## Task requirements
Retype the passage on awards to Brookhaven staff from "Susan Pepper, deputy" up to and including "benefit of mankind.", keeping every word and punctuation mark unchanged.

Susan Pepper, deputy chair of Brookhaven’s Nonproliferation and National Security Department and leader of the Safeguards Policy and Implementation Group, won the Edway R. Johnson Meritorious Service Award, given by the Institute of Nuclear Materials Management (INMM). Pepper was honored “for her accomplishments as a professional in the field of international safeguards and her many enthusiastic contributions to the Institute.” The INMM is the premier nonprofit technical organization devoted to ensuring the safe, secure, and peaceful stewardship of nuclear materials for the benefit of mankind.

Alexei M. Tsvelik

Alexei M. Tsvelik

Senior physicist Alexei M. Tsvelik, has won the prestigious Alexander von Humboldt Research Award for his internationally renowned academic accomplishments. “Alexei is an expert in the area of strongly correlated electron physics,” said Condensed Matter Physics and Materials Science Department Chair Peter Johnson. “This prestigious award acknowledges his worldwide recognition in this important research area.” Tsvelik’s recent research has focused on studying the phase diagram of copper oxide high-temperature superconductors. Superconductivity, or the ability to transmit electric current without loss, is an example of a thermodynamic phase.

Ivan Bozovic

Ivan Bozovic

Brookhaven Lab physicist Ivan Bozovic has been elected to Academia Europea, the European Academy of Humanities, Letters and Sciences, in recognition of his lifetime achievements. Best known for his pioneering work developing tools to assemble exquisite thin-film samples of cuprate superconductors, Bozovic has also made important experimental discoveries and advances in the theoretical underpinnings of these and other complex materials that hold great promise for energy-saving applications.

## Supplied data
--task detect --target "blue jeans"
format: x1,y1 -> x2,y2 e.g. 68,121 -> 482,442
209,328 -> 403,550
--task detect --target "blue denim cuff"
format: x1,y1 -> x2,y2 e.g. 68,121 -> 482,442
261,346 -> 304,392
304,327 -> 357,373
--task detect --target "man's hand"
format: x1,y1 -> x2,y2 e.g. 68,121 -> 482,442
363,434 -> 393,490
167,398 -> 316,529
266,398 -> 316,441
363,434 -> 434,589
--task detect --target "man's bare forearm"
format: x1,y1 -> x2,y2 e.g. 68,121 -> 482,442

---

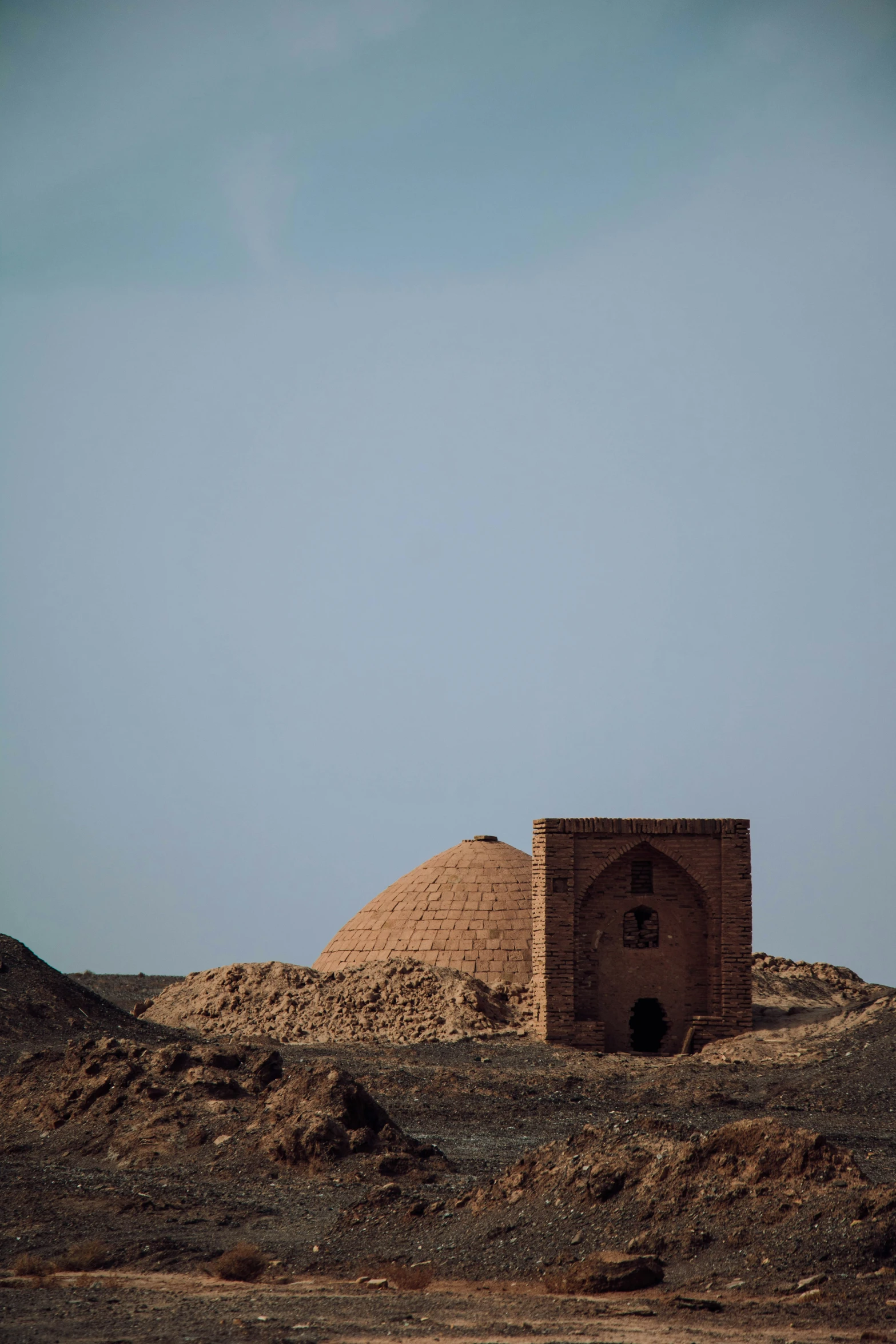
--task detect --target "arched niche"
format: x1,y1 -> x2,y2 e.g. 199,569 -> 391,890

## The completed task
Susan Pepper, deputy chair of Brookhaven’s Nonproliferation and National Security Department and leader of the Safeguards Policy and Implementation Group, won the Edway R. Johnson Meritorious Service Award, given by the Institute of Nuclear Materials Management (INMM). Pepper was honored “for her accomplishments as a professional in the field of international safeguards and her many enthusiastic contributions to the Institute.” The INMM is the premier nonprofit technical organization devoted to ensuring the safe, secure, and peaceful stewardship of nuclear materials for the benefit of mankind.